## ACTIVITY LIST
**a.** In the travel piece about Wanaka below, list the things that the second paragraph says long-stay travelers in New Zealand come to do.
**b.** According to the travel piece about Wanaka below, why is Craig leaving, even though he would choose Wanaka over anywhere in the world?
*** Opening EXTRACT PROVIDED ***
I never meant to stay in Wanaka for this long. A quiet town on a lake surrounded by mountains. The main street is dominated by cafés and pubs, a charming library, everything in walking distance. It fits the classic small American town stereotype of everyone knowing each other more so than any small American town I have visited. You could not have crafted a better trap for me.
It did not take long for me to hear about Wanaka after arriving in New Zealand. There are two types of travelers in New Zealand. People here for a few weeks to do a whirlwind tour of the country. Or people here for a year, or longer, to fruit pick, ski during months when one does not typically ski, or find some other excuse to take an extended holiday. The latter seem to invariably end up in Wanaka at some point.
“I think it is the best spot in New Zealand. If I could live anywhere, it would be Wanaka,” Craig says, his glowing review of the town needing no prompting. “I lived there for a year and I only regret not finding it earlier into my stay here. If I could live anywhere in the world, I think it would be Wanaka.” I ask him why he is in Auckland, why he is leaving. “Well I have to, don’t I? Visa’s up, time to head home. But I’m applying for another one when I get there. I don’t want to be anywhere else.”
*** Closing EXTRACT PROVIDED ***
*** Opening GIVEN ENTRIES ***
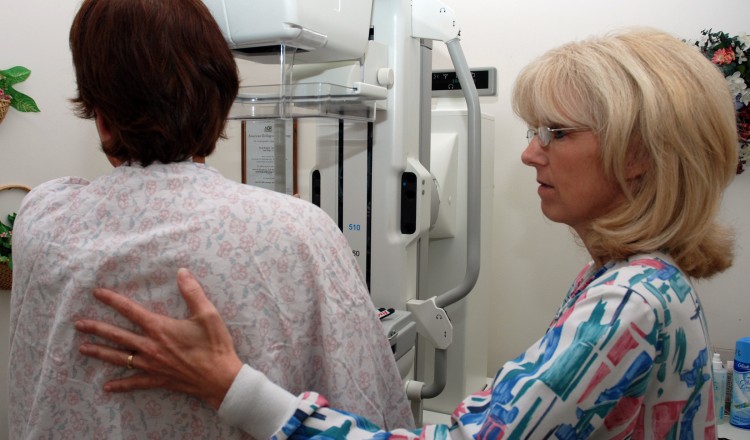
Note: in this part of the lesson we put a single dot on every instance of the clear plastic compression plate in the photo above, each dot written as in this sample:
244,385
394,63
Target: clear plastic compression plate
304,100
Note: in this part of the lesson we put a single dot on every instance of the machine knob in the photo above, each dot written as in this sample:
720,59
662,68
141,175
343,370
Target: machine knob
385,77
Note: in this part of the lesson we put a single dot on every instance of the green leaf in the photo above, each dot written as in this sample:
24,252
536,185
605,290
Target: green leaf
15,75
21,102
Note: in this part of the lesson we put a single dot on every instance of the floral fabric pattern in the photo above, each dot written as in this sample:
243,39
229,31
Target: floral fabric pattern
277,268
625,357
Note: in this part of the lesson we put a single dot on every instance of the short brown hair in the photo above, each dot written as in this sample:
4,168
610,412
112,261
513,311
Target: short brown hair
158,72
652,98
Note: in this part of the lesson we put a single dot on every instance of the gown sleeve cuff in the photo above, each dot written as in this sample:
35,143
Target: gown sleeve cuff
256,405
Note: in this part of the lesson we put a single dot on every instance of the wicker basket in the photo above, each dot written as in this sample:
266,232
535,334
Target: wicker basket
4,106
6,275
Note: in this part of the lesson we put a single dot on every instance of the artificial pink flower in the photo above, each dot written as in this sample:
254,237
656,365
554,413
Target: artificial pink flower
723,56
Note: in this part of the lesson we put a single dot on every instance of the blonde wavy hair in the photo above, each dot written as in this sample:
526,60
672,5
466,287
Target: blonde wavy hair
656,105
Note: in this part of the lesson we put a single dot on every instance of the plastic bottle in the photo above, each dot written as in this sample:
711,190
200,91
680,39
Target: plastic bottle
720,387
739,410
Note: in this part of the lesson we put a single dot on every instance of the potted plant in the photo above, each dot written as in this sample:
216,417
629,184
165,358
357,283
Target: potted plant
9,96
6,258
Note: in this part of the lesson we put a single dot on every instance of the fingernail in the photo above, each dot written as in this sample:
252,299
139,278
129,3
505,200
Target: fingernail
184,273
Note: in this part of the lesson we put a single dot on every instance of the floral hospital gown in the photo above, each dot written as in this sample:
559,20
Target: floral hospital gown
625,357
278,269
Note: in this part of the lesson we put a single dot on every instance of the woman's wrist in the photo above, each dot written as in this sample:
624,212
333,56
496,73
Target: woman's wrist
256,405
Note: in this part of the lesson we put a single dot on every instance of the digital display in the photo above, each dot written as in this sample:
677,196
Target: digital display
449,80
445,82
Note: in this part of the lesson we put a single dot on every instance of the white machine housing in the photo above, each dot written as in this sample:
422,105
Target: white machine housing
334,30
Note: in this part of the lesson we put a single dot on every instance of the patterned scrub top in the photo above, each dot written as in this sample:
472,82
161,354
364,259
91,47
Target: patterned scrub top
626,356
278,269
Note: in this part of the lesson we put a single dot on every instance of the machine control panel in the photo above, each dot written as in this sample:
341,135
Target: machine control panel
445,82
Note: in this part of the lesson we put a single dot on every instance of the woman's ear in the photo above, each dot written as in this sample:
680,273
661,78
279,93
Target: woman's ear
635,168
101,126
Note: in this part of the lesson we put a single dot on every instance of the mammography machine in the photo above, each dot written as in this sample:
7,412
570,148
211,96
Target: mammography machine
345,88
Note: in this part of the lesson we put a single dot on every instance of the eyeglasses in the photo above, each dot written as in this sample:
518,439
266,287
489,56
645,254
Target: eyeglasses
546,134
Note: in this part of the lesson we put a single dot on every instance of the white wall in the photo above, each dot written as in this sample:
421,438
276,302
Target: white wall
535,259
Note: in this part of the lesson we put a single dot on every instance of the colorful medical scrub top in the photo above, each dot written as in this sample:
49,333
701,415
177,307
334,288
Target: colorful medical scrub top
626,356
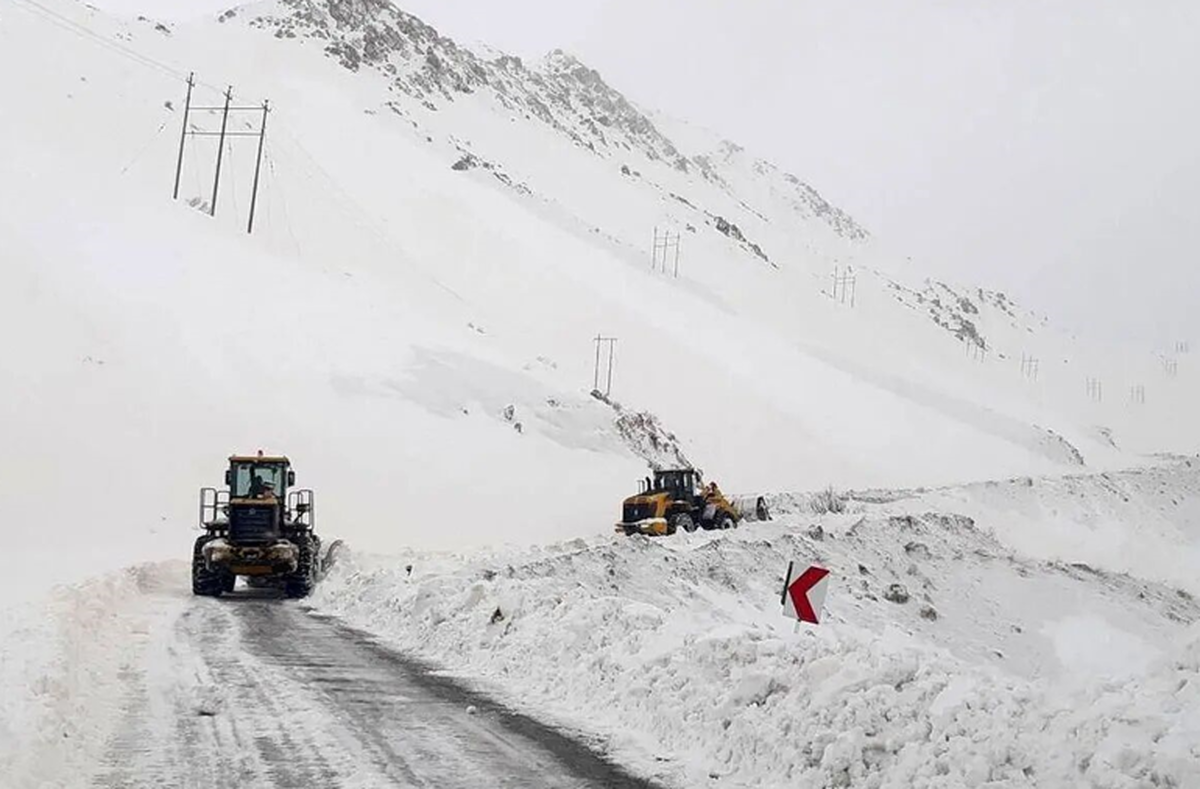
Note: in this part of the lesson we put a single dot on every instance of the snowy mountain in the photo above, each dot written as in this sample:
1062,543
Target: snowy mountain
439,238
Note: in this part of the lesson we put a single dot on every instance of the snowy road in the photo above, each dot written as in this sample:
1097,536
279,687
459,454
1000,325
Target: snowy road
257,692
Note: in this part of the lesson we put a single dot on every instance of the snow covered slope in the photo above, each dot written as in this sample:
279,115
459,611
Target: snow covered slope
946,657
439,236
389,308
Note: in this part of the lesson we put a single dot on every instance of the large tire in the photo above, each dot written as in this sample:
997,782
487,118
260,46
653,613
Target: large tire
205,583
301,582
682,521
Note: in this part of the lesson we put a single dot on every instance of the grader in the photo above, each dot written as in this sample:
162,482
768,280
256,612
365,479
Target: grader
259,528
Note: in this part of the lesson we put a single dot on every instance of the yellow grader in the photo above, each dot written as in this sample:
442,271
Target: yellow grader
675,500
258,528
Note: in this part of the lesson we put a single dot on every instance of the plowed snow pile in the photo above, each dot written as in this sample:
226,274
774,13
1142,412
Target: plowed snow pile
946,660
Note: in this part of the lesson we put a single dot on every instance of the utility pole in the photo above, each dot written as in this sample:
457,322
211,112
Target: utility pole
845,285
258,167
183,134
664,244
225,124
225,134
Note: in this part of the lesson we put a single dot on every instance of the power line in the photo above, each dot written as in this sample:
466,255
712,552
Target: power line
78,29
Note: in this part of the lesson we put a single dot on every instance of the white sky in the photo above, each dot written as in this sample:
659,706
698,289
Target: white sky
1045,146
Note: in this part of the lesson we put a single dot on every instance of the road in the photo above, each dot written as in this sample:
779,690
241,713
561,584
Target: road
251,691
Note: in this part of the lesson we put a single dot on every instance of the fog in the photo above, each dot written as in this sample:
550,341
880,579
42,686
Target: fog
1047,149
*** Closing GIVEN ENTRIES ***
## ANSWER SET
**a.**
- Fruit picking
- Skiing during months when one does not typically ski
- Finding some other excuse to take an extended holiday

**b.** Craig is leaving because his visa is up and it is time for him to head home. He still doesn't want to be anywhere else, so he plans to apply for another visa once he gets there.